## start ENTRIES SUPPLIED
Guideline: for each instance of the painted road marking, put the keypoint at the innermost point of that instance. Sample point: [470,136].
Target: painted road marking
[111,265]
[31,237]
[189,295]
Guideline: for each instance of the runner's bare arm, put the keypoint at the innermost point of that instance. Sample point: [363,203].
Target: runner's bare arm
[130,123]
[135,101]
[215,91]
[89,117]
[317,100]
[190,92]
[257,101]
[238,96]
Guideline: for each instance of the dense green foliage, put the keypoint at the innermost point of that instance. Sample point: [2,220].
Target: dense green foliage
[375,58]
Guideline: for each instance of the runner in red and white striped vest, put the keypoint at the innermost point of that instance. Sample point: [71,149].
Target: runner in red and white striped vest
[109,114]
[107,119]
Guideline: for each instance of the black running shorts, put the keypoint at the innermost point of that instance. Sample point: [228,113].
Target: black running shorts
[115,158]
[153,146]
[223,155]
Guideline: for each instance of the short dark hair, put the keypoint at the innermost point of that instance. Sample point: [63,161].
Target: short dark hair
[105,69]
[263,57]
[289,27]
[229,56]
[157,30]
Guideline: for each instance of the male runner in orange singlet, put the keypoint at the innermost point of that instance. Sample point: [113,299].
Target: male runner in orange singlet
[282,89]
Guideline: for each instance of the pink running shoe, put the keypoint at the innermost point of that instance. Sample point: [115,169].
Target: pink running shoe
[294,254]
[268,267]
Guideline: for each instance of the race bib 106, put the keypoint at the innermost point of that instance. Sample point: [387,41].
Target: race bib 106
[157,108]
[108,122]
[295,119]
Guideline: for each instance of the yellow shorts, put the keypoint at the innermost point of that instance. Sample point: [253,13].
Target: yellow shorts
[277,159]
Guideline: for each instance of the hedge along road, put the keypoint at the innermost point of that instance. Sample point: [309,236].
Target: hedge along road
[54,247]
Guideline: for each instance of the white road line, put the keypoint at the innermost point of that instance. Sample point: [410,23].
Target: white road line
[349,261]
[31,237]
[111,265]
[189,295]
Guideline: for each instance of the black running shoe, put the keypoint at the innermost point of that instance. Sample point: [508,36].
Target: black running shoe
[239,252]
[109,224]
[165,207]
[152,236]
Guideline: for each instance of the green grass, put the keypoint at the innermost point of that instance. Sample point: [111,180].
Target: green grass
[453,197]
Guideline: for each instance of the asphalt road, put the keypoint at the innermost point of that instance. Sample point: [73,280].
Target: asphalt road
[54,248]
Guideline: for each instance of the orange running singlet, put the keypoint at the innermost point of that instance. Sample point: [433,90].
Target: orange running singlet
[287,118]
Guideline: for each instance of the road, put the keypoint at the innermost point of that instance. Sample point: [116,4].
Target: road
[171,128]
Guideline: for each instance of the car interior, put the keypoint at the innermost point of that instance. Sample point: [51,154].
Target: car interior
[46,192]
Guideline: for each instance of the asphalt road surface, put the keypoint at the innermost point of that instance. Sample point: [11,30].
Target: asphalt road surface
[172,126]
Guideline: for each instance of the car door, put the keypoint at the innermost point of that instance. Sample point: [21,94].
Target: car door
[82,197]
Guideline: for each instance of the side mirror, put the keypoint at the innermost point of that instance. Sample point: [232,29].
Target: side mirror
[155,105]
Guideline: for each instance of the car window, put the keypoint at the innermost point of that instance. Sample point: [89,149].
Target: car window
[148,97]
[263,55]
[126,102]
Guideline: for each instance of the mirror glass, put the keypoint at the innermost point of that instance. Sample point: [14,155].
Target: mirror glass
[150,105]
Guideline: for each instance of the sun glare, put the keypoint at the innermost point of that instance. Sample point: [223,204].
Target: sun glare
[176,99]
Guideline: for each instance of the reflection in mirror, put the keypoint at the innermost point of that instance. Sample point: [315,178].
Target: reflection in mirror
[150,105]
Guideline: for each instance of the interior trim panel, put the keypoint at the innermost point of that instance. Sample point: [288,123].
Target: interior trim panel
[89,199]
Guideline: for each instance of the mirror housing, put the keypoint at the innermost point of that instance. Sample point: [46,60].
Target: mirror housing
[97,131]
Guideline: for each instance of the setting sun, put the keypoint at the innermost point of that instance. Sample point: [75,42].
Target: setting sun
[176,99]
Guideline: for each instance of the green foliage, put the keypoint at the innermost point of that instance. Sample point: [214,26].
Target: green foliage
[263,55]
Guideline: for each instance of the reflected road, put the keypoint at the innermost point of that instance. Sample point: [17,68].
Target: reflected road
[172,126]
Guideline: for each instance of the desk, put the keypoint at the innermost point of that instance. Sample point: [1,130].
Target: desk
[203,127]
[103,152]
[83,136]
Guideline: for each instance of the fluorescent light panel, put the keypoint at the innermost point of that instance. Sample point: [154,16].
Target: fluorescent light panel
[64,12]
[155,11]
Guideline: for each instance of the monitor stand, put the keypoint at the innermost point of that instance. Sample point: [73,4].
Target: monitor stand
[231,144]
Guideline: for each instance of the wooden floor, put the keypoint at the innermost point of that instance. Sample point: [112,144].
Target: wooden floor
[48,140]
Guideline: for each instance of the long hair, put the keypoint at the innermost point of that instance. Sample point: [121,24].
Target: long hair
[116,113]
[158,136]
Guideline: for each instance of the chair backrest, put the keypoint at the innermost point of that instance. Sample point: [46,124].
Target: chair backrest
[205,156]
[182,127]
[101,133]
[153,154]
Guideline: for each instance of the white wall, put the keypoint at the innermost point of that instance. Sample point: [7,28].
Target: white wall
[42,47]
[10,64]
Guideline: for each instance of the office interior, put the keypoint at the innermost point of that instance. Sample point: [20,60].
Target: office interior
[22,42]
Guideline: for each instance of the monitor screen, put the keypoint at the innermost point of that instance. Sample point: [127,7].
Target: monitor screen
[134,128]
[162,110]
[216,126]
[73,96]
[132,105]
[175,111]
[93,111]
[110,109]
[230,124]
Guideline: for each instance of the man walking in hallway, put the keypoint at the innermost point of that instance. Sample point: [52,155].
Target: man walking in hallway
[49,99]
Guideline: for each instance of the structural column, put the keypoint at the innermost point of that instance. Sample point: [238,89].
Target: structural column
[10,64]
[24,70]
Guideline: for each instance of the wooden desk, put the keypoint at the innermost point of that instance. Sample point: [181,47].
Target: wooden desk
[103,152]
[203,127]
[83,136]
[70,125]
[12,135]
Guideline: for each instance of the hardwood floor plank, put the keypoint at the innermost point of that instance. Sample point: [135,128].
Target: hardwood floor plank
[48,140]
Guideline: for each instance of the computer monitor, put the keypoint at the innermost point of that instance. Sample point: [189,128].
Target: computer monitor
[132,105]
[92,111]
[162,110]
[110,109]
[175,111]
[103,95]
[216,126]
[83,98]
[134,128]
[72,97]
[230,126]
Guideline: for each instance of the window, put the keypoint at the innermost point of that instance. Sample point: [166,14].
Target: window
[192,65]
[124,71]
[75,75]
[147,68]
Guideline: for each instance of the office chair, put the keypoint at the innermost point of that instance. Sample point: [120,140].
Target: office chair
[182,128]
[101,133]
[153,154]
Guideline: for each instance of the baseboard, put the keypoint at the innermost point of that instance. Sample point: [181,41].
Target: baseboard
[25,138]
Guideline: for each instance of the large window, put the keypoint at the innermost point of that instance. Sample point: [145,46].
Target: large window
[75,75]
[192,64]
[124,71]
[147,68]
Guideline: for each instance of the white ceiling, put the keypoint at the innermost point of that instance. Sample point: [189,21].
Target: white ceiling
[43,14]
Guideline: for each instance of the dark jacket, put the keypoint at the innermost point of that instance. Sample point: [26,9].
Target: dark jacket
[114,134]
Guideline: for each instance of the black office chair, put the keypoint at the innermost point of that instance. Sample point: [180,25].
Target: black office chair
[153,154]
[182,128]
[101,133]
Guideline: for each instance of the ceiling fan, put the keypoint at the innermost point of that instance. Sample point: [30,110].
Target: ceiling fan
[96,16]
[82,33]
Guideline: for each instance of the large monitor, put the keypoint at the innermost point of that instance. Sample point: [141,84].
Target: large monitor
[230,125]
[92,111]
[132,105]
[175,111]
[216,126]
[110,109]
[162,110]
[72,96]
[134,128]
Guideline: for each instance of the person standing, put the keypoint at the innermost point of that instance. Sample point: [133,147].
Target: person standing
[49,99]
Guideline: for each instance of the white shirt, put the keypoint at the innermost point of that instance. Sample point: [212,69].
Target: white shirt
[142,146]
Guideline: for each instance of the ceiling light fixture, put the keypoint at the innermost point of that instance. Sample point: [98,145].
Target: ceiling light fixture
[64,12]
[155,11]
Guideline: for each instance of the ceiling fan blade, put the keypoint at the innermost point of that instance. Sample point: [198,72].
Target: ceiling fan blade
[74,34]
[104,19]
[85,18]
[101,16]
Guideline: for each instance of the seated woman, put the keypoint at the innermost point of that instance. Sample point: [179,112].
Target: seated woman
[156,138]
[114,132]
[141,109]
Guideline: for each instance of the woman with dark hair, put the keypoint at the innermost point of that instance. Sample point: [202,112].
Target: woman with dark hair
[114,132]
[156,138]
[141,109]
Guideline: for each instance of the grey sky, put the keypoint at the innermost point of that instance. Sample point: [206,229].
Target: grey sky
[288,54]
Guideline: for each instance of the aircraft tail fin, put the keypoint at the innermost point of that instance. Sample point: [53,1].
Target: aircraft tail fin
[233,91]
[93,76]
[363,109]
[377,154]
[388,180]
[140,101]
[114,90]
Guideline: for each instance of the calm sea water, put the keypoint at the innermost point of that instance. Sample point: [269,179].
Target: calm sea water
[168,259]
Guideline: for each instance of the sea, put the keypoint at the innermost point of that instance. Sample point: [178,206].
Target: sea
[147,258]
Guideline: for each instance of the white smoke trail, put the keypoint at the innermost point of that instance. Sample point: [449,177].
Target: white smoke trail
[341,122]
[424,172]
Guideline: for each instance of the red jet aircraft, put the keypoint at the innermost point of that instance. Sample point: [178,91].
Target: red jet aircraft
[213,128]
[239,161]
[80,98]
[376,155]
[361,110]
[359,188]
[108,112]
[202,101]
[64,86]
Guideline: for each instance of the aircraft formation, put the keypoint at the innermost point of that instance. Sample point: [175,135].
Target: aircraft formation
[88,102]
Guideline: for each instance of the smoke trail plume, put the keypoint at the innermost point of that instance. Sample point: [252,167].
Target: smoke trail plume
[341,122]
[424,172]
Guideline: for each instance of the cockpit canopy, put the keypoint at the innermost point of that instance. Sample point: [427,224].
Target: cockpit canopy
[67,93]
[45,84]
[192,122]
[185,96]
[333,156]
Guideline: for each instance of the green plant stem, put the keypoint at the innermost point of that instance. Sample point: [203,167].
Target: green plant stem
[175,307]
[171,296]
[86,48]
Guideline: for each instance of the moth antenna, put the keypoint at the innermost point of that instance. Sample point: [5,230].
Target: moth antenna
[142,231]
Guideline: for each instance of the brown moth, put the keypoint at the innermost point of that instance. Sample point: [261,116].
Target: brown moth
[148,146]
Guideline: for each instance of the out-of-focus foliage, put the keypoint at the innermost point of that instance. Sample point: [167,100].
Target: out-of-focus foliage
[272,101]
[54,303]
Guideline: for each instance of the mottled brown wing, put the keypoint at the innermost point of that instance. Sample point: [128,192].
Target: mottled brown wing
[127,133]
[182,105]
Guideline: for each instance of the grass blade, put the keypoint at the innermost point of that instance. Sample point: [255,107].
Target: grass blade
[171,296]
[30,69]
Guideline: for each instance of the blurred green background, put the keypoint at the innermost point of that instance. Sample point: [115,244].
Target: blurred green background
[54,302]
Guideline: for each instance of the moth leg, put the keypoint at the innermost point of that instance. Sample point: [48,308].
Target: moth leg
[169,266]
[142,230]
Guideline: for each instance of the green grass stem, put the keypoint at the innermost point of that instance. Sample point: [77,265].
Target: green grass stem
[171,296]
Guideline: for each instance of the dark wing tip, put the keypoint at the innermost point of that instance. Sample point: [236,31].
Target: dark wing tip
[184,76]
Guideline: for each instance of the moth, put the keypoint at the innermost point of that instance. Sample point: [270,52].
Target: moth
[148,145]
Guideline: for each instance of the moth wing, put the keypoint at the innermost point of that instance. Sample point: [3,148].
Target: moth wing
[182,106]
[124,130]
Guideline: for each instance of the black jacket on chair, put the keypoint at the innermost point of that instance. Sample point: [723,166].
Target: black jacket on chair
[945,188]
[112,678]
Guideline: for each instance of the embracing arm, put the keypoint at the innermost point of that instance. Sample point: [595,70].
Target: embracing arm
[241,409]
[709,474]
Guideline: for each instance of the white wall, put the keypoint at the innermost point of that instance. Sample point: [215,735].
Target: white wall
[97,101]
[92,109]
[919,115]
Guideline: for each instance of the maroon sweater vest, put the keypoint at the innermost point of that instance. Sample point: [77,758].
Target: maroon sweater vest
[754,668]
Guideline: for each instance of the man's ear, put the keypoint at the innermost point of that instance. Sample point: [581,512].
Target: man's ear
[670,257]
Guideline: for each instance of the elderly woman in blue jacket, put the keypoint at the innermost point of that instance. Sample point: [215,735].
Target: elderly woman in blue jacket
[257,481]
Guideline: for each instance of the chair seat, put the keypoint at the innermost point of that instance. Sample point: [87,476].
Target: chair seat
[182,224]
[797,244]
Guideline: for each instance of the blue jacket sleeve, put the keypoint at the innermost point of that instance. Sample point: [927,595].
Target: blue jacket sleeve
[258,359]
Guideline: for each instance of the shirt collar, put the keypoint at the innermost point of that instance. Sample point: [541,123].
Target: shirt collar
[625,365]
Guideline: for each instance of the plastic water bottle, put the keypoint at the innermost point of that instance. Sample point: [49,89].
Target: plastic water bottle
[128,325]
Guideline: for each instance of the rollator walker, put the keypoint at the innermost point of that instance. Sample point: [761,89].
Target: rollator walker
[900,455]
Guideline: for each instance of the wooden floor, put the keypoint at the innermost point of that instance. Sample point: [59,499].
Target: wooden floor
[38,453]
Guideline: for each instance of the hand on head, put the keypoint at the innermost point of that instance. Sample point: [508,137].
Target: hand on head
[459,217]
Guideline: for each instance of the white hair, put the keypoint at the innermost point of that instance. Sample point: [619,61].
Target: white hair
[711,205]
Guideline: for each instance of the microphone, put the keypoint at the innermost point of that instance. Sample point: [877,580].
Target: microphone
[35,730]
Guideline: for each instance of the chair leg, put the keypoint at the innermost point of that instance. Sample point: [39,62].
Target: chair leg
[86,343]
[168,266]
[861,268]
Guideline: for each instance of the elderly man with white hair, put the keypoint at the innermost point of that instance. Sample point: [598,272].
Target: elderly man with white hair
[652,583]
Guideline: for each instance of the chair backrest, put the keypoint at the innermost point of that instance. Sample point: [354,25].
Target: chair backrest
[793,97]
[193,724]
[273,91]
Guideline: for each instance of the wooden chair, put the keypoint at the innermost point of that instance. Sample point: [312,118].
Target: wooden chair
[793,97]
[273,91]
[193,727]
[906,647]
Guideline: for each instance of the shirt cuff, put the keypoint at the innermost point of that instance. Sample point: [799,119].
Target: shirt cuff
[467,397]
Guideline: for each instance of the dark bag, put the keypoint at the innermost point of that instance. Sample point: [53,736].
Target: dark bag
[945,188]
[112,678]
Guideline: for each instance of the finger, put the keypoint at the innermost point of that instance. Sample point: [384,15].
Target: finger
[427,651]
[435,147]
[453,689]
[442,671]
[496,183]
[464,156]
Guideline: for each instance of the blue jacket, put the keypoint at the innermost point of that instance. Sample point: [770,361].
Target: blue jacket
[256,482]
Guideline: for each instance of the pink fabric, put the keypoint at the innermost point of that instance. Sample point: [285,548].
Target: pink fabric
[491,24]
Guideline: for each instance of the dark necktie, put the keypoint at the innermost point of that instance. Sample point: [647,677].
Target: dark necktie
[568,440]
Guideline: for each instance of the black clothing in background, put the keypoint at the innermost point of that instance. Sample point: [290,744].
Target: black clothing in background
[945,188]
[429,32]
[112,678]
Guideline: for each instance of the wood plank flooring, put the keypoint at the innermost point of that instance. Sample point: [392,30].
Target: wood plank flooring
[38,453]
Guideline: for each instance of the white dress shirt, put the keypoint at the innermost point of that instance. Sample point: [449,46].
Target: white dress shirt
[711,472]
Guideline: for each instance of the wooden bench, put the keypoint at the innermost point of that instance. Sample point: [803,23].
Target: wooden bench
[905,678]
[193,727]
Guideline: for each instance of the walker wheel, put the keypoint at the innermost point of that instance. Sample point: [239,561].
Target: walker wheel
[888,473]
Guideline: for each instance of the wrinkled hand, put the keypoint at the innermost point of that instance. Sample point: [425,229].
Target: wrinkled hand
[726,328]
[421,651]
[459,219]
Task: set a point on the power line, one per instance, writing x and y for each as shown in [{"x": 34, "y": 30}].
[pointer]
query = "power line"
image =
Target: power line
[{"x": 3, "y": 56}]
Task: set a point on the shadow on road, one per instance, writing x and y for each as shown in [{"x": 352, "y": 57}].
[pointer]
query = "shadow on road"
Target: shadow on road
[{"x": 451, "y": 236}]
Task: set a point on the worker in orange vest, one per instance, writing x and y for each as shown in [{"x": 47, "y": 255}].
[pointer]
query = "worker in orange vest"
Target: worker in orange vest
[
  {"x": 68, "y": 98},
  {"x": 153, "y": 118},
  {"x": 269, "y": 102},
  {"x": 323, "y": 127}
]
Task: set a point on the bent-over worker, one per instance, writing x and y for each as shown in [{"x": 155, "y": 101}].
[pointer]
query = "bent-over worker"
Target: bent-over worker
## end ENTRIES SUPPLIED
Reproduce, word for word, every line starting at the line that contains "Guideline: for each instance of the white dress" and ending with the final line of the entries.

Guideline: for each instance of the white dress shirt, put the keypoint at the innermost point of that instance. Sample point: [449,46].
Target: white dress shirt
[711,472]
Guideline: for each instance of the wooden bench, put the keypoint at the innermost point of that instance. Sample point: [803,23].
Target: wooden bench
[905,678]
[193,727]
Guideline: for each instance of the walker wheel, put the keypoint at the innermost point of that instance. Sample point: [239,561].
Target: walker wheel
[888,473]
Guideline: for each instance of the wrinkled hand, put the keypoint at the innermost point of that instance. Sample point: [425,229].
Target: wrinkled hand
[726,328]
[421,651]
[459,219]
Task: set a point on the power line, one per instance, writing x and y for each as shown in [{"x": 34, "y": 30}].
[pointer]
query = "power line"
image =
Target: power line
[{"x": 3, "y": 56}]
Task: set a point on the shadow on road, one per instance, writing x and y for each as shown in [{"x": 352, "y": 57}].
[pointer]
query = "shadow on road"
Target: shadow on road
[{"x": 451, "y": 236}]
Task: set a point on the worker in orange vest, one per instance, writing x and y for each as shown in [{"x": 47, "y": 255}].
[pointer]
query = "worker in orange vest"
Target: worker in orange vest
[
  {"x": 68, "y": 98},
  {"x": 153, "y": 118},
  {"x": 269, "y": 102},
  {"x": 323, "y": 127}
]
Task: set a point on the bent-over worker, one per instance, writing x and y for each as shown in [{"x": 155, "y": 101}].
[pointer]
query = "bent-over worker"
Target: bent-over worker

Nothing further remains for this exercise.